TO-DO LIST —
1/ Answer these questions about the dog nail-clipping advice:
(a) Which model does the advice recommend to someone buying a guillotine type clipper?
(b) What is Kwik-Stop, according to the advice?
(c) Besides an emery board, what tool does the advice name for grinding rough edges?
2/ Count the lines of the records that contain the string "silhouette", treating case as significant, and give only the number.

* Start SELECTED EXTRACT *

If you are going to buy a guillotine type clipper, I recommend a Resco 747. The blades are replaceable, but you shouldn't have to do that too often with just one or two dogs to clip. Purchase a container of Kwik-Stop at the same time, a hemostatic powder to use if you "quick" the nail and it bleeds. 
No need to soak the nails. Actually, it is better to clip a dry nail with a sharp clipper. Don't hesitate, just do it quickly, and you should get a clean cut. If you do it slowly, you are bending the nail, which is uncomfortable for the dog and will cause him to pull back.
With a black nail, clip the hook of it off. With white nails, you can see the quick (blood supply) and will clip just ahead of it. If the nails are very long, you may need to do this every week to get the nail back where it should be.
You can buff off any rough edges with an emory board, or, use a Dremel Tool to grind them.
I use a Miller's Forge "plyer" type clipper, but unless you are comfortable clipping nails, these can be difficult for the average pet owner to use. 





RileyStar said:


> I didn't want to make a whole new post about this but...
> 
> My Shelby's nails are so long, I've tried having her walk in the street to file them down but it's not working. Riley has been to the vet recently and they always cut the nails for us. I've never done it before.
> 
> ...


----------



## Wilson's REAL Mom (Nov 10, 2006)

* End SELECTED EXTRACT *
* Start RECORDS FOR THIS TASK *

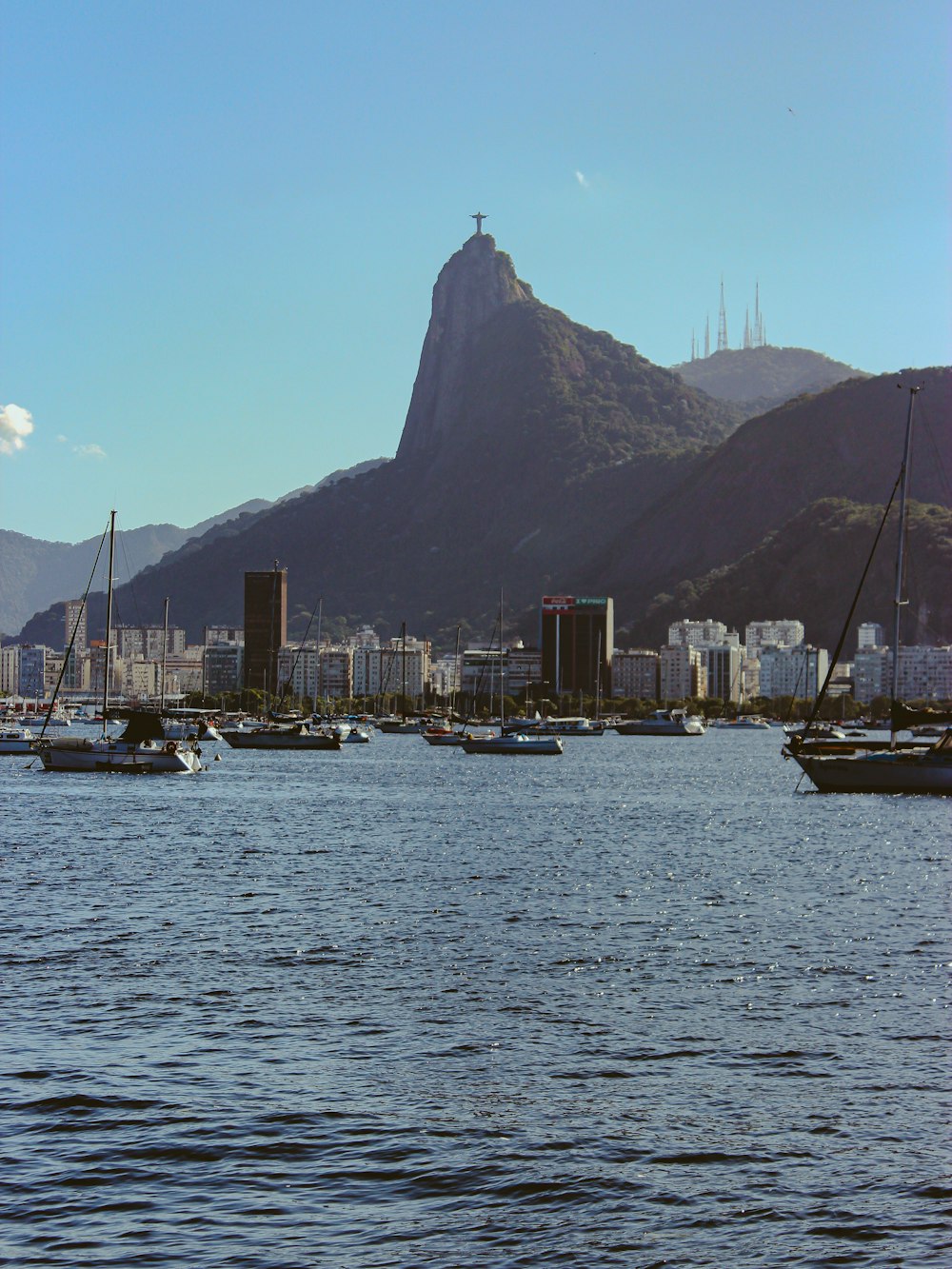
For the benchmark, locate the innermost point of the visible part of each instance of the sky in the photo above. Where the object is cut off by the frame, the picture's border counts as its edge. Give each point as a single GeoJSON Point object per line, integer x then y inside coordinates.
{"type": "Point", "coordinates": [223, 221]}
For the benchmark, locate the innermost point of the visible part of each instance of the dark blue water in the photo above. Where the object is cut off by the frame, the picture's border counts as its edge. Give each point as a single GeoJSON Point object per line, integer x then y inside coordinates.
{"type": "Point", "coordinates": [639, 1005]}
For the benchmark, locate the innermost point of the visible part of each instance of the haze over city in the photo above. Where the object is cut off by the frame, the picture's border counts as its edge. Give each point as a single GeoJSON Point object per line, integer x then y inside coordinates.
{"type": "Point", "coordinates": [224, 224]}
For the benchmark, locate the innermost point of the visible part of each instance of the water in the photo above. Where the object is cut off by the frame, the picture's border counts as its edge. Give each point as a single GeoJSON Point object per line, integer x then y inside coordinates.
{"type": "Point", "coordinates": [400, 1006]}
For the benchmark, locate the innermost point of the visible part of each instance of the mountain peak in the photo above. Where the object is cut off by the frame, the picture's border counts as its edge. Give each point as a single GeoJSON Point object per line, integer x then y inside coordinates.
{"type": "Point", "coordinates": [475, 283]}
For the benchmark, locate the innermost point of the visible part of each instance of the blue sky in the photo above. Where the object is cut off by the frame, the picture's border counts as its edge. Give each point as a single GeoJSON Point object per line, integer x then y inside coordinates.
{"type": "Point", "coordinates": [223, 221]}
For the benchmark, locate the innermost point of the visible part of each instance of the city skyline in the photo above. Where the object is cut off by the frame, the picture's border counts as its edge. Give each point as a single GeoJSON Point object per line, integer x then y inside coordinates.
{"type": "Point", "coordinates": [221, 237]}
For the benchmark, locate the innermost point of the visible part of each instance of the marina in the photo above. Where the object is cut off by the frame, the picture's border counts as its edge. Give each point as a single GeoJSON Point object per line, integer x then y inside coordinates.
{"type": "Point", "coordinates": [413, 1008]}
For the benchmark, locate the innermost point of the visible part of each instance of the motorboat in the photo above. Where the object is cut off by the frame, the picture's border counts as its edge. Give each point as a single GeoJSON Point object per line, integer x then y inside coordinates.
{"type": "Point", "coordinates": [575, 726]}
{"type": "Point", "coordinates": [17, 740]}
{"type": "Point", "coordinates": [663, 723]}
{"type": "Point", "coordinates": [296, 735]}
{"type": "Point", "coordinates": [440, 736]}
{"type": "Point", "coordinates": [518, 743]}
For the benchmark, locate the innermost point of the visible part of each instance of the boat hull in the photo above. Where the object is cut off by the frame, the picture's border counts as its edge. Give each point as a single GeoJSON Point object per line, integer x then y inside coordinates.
{"type": "Point", "coordinates": [878, 773]}
{"type": "Point", "coordinates": [514, 745]}
{"type": "Point", "coordinates": [263, 739]}
{"type": "Point", "coordinates": [126, 759]}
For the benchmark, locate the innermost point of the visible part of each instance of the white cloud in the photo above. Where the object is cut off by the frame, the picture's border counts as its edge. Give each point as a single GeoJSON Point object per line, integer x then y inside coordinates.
{"type": "Point", "coordinates": [15, 426]}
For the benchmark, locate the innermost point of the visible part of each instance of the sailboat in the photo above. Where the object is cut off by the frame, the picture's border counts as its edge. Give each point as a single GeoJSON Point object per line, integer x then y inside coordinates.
{"type": "Point", "coordinates": [402, 726]}
{"type": "Point", "coordinates": [513, 743]}
{"type": "Point", "coordinates": [897, 768]}
{"type": "Point", "coordinates": [141, 749]}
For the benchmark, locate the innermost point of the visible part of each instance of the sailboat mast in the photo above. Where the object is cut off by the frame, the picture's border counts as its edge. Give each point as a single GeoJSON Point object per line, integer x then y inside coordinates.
{"type": "Point", "coordinates": [166, 644]}
{"type": "Point", "coordinates": [598, 678]}
{"type": "Point", "coordinates": [403, 685]}
{"type": "Point", "coordinates": [898, 602]}
{"type": "Point", "coordinates": [502, 682]}
{"type": "Point", "coordinates": [109, 618]}
{"type": "Point", "coordinates": [456, 674]}
{"type": "Point", "coordinates": [318, 675]}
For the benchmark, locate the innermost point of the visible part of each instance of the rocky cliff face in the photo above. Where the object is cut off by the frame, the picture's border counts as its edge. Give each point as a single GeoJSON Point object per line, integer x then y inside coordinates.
{"type": "Point", "coordinates": [472, 286]}
{"type": "Point", "coordinates": [528, 441]}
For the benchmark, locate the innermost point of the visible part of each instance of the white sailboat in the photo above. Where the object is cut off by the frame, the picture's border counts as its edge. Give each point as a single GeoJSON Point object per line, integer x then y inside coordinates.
{"type": "Point", "coordinates": [898, 768]}
{"type": "Point", "coordinates": [514, 743]}
{"type": "Point", "coordinates": [141, 749]}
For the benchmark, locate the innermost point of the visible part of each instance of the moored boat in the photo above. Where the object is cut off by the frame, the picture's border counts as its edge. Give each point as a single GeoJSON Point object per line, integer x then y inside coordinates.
{"type": "Point", "coordinates": [284, 736]}
{"type": "Point", "coordinates": [516, 743]}
{"type": "Point", "coordinates": [901, 768]}
{"type": "Point", "coordinates": [663, 723]}
{"type": "Point", "coordinates": [17, 740]}
{"type": "Point", "coordinates": [143, 749]}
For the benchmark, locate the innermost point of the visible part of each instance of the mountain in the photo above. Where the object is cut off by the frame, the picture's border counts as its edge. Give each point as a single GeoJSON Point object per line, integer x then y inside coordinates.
{"type": "Point", "coordinates": [760, 378]}
{"type": "Point", "coordinates": [810, 568]}
{"type": "Point", "coordinates": [37, 574]}
{"type": "Point", "coordinates": [527, 441]}
{"type": "Point", "coordinates": [845, 442]}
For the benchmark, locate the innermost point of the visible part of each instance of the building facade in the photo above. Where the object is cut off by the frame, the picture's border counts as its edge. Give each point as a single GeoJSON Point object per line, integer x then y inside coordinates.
{"type": "Point", "coordinates": [266, 627]}
{"type": "Point", "coordinates": [635, 674]}
{"type": "Point", "coordinates": [681, 673]}
{"type": "Point", "coordinates": [794, 671]}
{"type": "Point", "coordinates": [577, 636]}
{"type": "Point", "coordinates": [777, 633]}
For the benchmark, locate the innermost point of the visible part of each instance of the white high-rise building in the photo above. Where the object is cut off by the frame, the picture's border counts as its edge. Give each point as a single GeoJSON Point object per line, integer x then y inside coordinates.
{"type": "Point", "coordinates": [779, 633]}
{"type": "Point", "coordinates": [871, 635]}
{"type": "Point", "coordinates": [792, 671]}
{"type": "Point", "coordinates": [635, 674]}
{"type": "Point", "coordinates": [689, 633]}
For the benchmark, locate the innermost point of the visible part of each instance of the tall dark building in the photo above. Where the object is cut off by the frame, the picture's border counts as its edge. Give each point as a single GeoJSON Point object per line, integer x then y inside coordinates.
{"type": "Point", "coordinates": [577, 636]}
{"type": "Point", "coordinates": [266, 627]}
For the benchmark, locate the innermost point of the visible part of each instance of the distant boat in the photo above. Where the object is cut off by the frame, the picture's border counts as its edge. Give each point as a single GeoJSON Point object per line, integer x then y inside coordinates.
{"type": "Point", "coordinates": [663, 723]}
{"type": "Point", "coordinates": [284, 736]}
{"type": "Point", "coordinates": [141, 749]}
{"type": "Point", "coordinates": [520, 743]}
{"type": "Point", "coordinates": [17, 740]}
{"type": "Point", "coordinates": [901, 768]}
{"type": "Point", "coordinates": [577, 726]}
{"type": "Point", "coordinates": [517, 743]}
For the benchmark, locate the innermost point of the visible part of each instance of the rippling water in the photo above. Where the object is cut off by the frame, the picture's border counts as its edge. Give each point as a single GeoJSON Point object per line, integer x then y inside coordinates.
{"type": "Point", "coordinates": [639, 1005]}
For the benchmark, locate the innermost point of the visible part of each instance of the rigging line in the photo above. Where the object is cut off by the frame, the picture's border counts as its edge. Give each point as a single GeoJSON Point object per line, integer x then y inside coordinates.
{"type": "Point", "coordinates": [834, 659]}
{"type": "Point", "coordinates": [131, 584]}
{"type": "Point", "coordinates": [937, 457]}
{"type": "Point", "coordinates": [75, 629]}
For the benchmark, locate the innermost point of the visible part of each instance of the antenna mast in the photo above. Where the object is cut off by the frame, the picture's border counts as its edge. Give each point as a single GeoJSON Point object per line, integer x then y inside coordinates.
{"type": "Point", "coordinates": [723, 325]}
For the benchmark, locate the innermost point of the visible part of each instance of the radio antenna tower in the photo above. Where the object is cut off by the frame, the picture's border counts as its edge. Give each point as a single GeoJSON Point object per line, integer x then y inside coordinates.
{"type": "Point", "coordinates": [723, 325]}
{"type": "Point", "coordinates": [760, 338]}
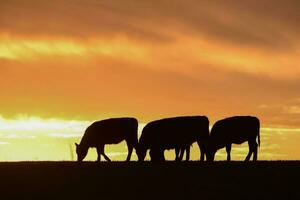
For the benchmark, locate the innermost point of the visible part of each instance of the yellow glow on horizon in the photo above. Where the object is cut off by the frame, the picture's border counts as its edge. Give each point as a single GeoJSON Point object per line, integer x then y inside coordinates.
{"type": "Point", "coordinates": [23, 48]}
{"type": "Point", "coordinates": [53, 139]}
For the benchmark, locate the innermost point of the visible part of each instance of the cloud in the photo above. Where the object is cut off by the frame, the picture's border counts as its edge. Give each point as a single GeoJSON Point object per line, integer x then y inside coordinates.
{"type": "Point", "coordinates": [270, 24]}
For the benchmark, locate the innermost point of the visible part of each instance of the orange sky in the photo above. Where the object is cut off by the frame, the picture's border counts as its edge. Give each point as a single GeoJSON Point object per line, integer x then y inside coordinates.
{"type": "Point", "coordinates": [88, 60]}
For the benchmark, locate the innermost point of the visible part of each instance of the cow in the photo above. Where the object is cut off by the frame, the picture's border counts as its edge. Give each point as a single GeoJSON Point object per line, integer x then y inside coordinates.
{"type": "Point", "coordinates": [108, 131]}
{"type": "Point", "coordinates": [234, 130]}
{"type": "Point", "coordinates": [173, 133]}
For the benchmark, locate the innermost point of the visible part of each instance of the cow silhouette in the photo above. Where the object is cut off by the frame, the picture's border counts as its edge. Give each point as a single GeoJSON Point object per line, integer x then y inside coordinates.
{"type": "Point", "coordinates": [234, 130]}
{"type": "Point", "coordinates": [173, 133]}
{"type": "Point", "coordinates": [108, 131]}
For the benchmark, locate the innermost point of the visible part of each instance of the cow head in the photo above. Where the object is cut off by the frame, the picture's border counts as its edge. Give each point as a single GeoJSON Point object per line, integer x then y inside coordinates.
{"type": "Point", "coordinates": [81, 152]}
{"type": "Point", "coordinates": [141, 152]}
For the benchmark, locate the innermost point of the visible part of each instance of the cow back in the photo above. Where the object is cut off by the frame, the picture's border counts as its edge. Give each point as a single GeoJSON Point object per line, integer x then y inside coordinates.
{"type": "Point", "coordinates": [111, 131]}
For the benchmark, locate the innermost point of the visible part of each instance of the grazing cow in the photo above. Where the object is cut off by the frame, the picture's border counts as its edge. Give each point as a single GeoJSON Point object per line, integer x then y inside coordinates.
{"type": "Point", "coordinates": [173, 133]}
{"type": "Point", "coordinates": [108, 131]}
{"type": "Point", "coordinates": [234, 130]}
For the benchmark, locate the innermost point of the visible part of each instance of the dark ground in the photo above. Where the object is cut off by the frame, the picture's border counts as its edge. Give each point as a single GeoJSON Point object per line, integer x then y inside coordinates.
{"type": "Point", "coordinates": [170, 180]}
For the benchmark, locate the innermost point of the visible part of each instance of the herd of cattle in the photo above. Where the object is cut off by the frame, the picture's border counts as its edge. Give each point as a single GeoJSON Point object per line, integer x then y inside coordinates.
{"type": "Point", "coordinates": [177, 133]}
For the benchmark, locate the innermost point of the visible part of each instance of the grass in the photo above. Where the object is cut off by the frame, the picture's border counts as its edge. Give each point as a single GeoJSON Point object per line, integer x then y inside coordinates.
{"type": "Point", "coordinates": [133, 180]}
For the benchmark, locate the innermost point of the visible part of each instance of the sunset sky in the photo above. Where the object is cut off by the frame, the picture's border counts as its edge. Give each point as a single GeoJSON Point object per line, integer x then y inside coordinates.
{"type": "Point", "coordinates": [67, 63]}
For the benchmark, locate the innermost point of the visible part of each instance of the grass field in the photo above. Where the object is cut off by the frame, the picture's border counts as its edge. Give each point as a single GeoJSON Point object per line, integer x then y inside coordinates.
{"type": "Point", "coordinates": [170, 180]}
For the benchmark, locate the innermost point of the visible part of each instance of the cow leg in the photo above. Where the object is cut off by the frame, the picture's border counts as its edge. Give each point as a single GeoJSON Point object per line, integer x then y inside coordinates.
{"type": "Point", "coordinates": [103, 154]}
{"type": "Point", "coordinates": [187, 151]}
{"type": "Point", "coordinates": [181, 153]}
{"type": "Point", "coordinates": [161, 155]}
{"type": "Point", "coordinates": [99, 152]}
{"type": "Point", "coordinates": [202, 151]}
{"type": "Point", "coordinates": [250, 144]}
{"type": "Point", "coordinates": [228, 150]}
{"type": "Point", "coordinates": [156, 155]}
{"type": "Point", "coordinates": [253, 145]}
{"type": "Point", "coordinates": [255, 152]}
{"type": "Point", "coordinates": [177, 151]}
{"type": "Point", "coordinates": [130, 148]}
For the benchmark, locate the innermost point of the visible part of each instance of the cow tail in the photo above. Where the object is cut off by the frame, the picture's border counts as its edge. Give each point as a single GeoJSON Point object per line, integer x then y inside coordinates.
{"type": "Point", "coordinates": [258, 136]}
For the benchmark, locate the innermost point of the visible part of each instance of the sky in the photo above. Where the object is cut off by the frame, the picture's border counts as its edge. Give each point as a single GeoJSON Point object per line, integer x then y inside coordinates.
{"type": "Point", "coordinates": [67, 63]}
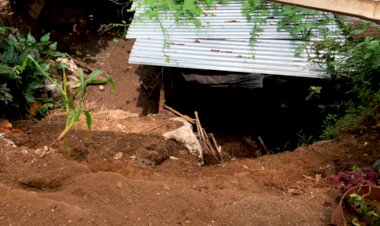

* End RECORDS FOR THIS TASK *

WRITTEN RESPONSES —
1/
(a) A Resco 747.
(b) A hemostatic powder to use if the nail is "quicked" and bleeds.
(c) A Dremel Tool.

2/ 1